• Work task:
All of the entries below must be copied out exactly.

[Listed entries — start]

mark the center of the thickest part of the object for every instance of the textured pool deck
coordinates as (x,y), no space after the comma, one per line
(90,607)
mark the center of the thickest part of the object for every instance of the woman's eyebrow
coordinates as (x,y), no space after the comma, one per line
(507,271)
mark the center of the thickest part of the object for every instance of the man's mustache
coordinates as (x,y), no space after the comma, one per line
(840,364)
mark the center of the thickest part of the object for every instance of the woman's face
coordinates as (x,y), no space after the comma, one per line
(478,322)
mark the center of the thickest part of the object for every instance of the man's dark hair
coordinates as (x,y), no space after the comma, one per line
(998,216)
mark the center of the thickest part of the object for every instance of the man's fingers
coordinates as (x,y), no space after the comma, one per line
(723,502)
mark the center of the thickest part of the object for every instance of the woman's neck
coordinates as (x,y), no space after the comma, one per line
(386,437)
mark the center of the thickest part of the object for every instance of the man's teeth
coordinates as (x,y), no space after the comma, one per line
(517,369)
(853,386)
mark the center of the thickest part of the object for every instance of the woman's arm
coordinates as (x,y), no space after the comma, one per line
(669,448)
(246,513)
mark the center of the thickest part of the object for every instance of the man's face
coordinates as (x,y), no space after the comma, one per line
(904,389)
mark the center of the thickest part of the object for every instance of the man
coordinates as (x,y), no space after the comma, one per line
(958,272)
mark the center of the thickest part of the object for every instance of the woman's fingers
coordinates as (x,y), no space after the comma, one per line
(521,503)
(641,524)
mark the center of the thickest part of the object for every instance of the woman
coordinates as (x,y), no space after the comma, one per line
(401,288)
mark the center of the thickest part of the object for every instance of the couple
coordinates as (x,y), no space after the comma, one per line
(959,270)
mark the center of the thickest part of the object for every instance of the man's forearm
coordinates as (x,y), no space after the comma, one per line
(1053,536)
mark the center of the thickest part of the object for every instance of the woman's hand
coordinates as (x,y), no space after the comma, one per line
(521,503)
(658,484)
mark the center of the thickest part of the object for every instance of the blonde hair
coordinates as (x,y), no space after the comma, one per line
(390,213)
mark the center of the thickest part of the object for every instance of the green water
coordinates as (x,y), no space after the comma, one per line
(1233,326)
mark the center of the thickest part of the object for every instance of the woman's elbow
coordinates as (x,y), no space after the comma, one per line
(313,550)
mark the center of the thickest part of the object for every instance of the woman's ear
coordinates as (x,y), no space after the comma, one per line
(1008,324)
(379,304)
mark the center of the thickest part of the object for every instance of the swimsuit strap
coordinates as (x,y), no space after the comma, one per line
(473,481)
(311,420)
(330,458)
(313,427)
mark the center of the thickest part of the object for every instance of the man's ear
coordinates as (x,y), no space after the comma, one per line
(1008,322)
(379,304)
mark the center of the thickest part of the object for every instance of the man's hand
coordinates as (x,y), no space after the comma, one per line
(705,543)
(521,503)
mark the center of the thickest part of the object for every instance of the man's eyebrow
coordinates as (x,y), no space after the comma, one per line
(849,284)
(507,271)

[Listed entries — finish]

• Answer to this task:
mark the center of the thickest part of the object for every instance of the textured pool deck
coordinates as (x,y), no space after the comma, one per line
(90,607)
mark the center of the thickest part of the object for every instance of the woman's eyebrow
coordinates as (x,y), no space after the comma, one per line
(507,271)
mark the center of the thickest part of the object for every instance of the man's mustache
coordinates as (x,y), no space after the comma, one per line
(840,364)
mark the center of the thickest part of the object for every instance of the woman's face
coordinates as (x,y), no space after the comma, one per line
(478,322)
mark the center of the thickest part of the object for every instance of the man's dark hair
coordinates as (x,y), no space after the comma, one per line
(998,216)
mark the center of the thickest part of the object for every instance of the man's fingers
coordinates as (x,y), no space after the comma, one per line
(723,502)
mark the center of the thickest part of the object for every instance of the woman's neck
coordinates as (x,y), no space after the comma, one per line
(386,437)
mark the center of the thickest part of the object for every instance of the man's teeth
coordinates as (x,y), no space after the comma, one per line
(517,369)
(853,386)
mark the center of the thickest part of the object for every instance of the woman's arm
coordinates as (x,y), no space after the comma, one per line
(669,448)
(246,513)
mark the center of the thickest part of the object for every instance of the man's face
coordinates as (x,y), no space after the comma, one per line
(904,389)
mark the center of the thickest part of the object for every instance of the man
coordinates as (x,y), no space after the comma, one per line
(958,272)
mark the center of the thickest part of the object for every instance of the woman's fingers
coordinates as (x,y), no space after the comma, one per line
(521,503)
(641,524)
mark the center of the thickest part of the object for every instance of the woman
coordinates as (x,y), no space after the comma, one per line
(401,288)
mark the center of the thickest part of the object for every instance of the couple
coordinates as (x,y), no space after the comma, one per line
(959,270)
mark the center of the thickest part of the object for every instance of the man's forearm
coordinates as (x,y), no space after the comma, one per line
(1053,536)
mark the center of the thickest part of the object for every instance of the woman's hand
coordinates as (x,y), no space after the comma, one per line
(521,503)
(658,484)
mark the center of the thickest part of the object for every instance of the blonde hair
coordinates as (x,y), no space after the comma, one per line
(390,213)
mark the center of the thickest part of the object for every instance of the green water
coordinates as (x,y), no space after the comma, one per line
(1233,326)
mark the center of the thickest part of the object for every instance of the woman's elbow
coordinates as (x,y), no space after the comma, one per line
(313,550)
mark the center of the thickest part of the object for every instance of the woman's ear
coordinates as (x,y), no space after the comma, one per line
(1008,324)
(379,304)
mark the center of the thickest part of the object for every instance of the swimsuit strap
coordinates as (x,y), no space after the comma, one per line
(473,481)
(311,420)
(330,458)
(313,427)
mark the center of the thickest part of the object for every instance of the man's ear
coordinates as (x,y), no space after the comma, one per line
(1008,322)
(379,304)
mark the center of the thickest part of the object for every instance of the man's hand
coordinates as (x,y), no space after the comma, one per line
(705,543)
(521,503)
mark the center of the thickest part of the object for every instance of the man's eyebrow
coordinates as (x,y), no space after the comma, one per line
(849,284)
(507,271)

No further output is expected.